DATA LISTING:
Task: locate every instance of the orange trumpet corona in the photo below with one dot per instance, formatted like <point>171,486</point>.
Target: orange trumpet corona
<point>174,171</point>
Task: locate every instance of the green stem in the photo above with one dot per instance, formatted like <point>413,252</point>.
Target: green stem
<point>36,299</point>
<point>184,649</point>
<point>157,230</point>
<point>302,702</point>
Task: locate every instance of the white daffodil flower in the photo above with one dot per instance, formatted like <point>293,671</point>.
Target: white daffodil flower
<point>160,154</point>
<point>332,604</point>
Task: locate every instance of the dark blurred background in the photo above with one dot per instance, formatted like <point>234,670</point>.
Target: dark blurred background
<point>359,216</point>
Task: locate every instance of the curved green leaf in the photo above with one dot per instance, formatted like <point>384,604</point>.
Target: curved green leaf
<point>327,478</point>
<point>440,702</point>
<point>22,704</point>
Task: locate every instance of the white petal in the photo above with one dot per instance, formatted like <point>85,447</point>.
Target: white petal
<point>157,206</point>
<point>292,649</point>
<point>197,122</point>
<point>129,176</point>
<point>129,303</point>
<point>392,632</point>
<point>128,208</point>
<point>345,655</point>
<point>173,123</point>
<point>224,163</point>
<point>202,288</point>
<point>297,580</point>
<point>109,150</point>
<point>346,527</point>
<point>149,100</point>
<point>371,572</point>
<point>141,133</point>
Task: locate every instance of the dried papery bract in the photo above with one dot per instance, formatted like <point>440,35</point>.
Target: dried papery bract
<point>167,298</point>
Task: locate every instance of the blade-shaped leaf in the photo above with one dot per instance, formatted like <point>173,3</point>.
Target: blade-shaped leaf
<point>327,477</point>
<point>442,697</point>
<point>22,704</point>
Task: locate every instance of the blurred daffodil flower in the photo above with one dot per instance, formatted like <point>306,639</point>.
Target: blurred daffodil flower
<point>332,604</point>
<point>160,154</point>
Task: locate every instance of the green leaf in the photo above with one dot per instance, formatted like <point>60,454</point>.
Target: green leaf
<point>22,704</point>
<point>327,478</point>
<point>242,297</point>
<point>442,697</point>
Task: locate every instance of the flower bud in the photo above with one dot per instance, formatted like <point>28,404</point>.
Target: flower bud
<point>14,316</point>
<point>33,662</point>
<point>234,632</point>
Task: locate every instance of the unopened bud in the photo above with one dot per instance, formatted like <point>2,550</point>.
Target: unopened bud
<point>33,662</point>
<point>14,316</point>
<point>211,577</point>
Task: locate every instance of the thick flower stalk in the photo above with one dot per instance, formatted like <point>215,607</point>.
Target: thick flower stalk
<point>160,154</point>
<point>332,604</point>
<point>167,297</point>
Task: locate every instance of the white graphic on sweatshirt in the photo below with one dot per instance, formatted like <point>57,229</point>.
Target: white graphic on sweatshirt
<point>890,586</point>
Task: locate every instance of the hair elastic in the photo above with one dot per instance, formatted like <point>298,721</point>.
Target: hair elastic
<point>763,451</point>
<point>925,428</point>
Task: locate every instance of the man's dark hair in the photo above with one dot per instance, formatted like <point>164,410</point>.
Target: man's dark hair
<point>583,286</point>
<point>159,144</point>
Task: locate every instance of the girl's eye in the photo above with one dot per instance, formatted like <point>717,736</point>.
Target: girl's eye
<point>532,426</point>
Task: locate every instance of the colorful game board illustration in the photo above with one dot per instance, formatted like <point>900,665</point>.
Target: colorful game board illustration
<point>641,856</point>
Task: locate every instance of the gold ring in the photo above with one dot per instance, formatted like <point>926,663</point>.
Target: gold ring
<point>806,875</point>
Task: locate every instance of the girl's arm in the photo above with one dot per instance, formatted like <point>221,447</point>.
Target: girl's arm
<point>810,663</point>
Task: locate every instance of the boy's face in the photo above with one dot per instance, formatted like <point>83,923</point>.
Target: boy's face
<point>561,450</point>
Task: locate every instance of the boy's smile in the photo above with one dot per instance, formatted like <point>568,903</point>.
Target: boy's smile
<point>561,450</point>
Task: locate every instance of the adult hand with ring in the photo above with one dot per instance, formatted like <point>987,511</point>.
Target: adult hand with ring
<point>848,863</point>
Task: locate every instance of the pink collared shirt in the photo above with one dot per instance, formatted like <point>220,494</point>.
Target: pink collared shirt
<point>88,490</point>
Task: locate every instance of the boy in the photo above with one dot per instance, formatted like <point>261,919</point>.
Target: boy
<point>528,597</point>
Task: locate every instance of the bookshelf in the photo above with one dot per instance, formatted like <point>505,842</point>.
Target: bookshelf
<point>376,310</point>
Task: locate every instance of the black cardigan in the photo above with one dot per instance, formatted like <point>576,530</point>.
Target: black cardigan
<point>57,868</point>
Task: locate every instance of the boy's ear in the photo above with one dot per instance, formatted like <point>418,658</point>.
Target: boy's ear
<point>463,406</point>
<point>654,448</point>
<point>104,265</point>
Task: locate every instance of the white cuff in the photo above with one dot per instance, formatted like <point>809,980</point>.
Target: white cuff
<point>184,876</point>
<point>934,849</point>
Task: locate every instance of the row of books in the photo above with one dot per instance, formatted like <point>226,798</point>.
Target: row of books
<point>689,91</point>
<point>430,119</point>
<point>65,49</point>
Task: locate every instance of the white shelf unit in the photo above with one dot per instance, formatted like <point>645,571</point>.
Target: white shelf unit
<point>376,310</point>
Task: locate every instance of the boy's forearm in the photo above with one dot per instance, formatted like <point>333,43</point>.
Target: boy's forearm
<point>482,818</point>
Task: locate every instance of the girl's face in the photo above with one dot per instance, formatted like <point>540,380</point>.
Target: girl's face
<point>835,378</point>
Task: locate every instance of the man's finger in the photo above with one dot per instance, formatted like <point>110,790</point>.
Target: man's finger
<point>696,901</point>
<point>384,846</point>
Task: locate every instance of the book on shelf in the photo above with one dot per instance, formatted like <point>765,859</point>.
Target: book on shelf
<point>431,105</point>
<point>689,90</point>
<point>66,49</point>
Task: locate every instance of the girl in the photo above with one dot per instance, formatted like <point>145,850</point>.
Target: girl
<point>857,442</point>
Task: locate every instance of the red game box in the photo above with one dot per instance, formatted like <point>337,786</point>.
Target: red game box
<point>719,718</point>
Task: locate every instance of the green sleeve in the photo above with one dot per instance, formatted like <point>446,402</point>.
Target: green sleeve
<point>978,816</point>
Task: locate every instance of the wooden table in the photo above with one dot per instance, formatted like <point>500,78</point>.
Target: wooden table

THE TASK: Express the rows above as a numbered list, omitting blank lines, from the first row up to and including the line containing "<point>174,171</point>".

WRITTEN REPLY:
1. Task: locate every instance of the orange trumpet corona in the photo below with one dot per instance, formatted like <point>171,486</point>.
2. Target: orange trumpet corona
3. <point>174,171</point>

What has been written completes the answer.